▸ **LISTED ENTRIES**

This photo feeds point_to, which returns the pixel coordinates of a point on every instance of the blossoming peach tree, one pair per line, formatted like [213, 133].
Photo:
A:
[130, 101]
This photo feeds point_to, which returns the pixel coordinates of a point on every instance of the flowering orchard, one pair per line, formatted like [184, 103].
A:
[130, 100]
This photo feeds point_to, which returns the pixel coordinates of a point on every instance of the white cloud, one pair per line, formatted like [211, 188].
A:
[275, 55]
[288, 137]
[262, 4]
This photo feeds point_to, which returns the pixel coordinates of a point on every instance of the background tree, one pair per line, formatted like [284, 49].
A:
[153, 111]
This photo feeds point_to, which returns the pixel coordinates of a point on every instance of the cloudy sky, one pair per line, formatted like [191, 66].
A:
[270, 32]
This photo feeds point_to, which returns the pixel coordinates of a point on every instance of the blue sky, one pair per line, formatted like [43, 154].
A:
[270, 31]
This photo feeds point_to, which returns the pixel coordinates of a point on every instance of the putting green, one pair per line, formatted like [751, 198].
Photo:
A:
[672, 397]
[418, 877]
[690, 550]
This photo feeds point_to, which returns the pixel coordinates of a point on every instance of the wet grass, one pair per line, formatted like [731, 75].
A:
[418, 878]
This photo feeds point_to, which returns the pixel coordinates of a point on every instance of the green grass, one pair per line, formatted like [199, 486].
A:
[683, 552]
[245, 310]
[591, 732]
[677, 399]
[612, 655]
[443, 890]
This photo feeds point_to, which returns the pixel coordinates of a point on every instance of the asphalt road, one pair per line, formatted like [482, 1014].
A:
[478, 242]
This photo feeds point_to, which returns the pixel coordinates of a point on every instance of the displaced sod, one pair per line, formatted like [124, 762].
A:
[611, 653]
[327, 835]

▸ **WHAT YOU ARE ASKED TO DO**
Extract the full set of entries word for word.

▸ **RESPONSE FOR THIS EXERCISE**
This photo feeds point_to, which returns the pixel coordinates of a point on every instance of the blossoming peach tree, one pair per line, formatted like [213, 133].
Photo:
A:
[130, 101]
This photo feeds point_to, which returns the pixel coordinates of a point on every instance of the flowering orchard, one pair per line, formatted like [184, 103].
A:
[130, 100]
This photo feeds point_to, which returns the pixel coordinates of a point on every instance of the white cloud, one pair per line, formatted like [211, 188].
A:
[275, 55]
[288, 137]
[262, 4]
This photo feeds point_to, which returns the pixel coordinates of a point on every instance of the background tree, one pair per line, formatted like [284, 49].
A:
[153, 111]
This photo feeds point_to, which returns the pixel coordinates of a point on every instance of the cloudy sky, one pair per line, formatted like [191, 66].
A:
[270, 32]
This photo feeds point_to, which returns the pixel coordinates of a point on every instance of the blue sky, one pair per line, formatted like [43, 154].
A:
[270, 31]
This photo feeds point_to, which returns the pixel coordinates of a point on every instance of the putting green, one pair per line, formatted like [751, 198].
Photo:
A:
[672, 397]
[418, 877]
[690, 550]
This photo feeds point_to, which returns the pixel coordinates of a point on every instance of the wet grass, one pair per line, formatted like [731, 75].
A:
[418, 878]
This photo feeds point_to, which returns the pixel coordinates of a point on every instance of the green grass, one pair per line, formatted like [199, 486].
A:
[683, 552]
[245, 310]
[591, 732]
[677, 399]
[612, 655]
[443, 890]
This photo feeds point_to, which returns the pixel coordinates of a point on every instance of the asphalt road, one pair per line, formatted like [482, 1014].
A:
[478, 242]
This photo feeds point_to, which returns the pixel coordinates of a point on every instance of the displaced sod, one pair per line, formatted like [124, 762].
A:
[611, 653]
[327, 835]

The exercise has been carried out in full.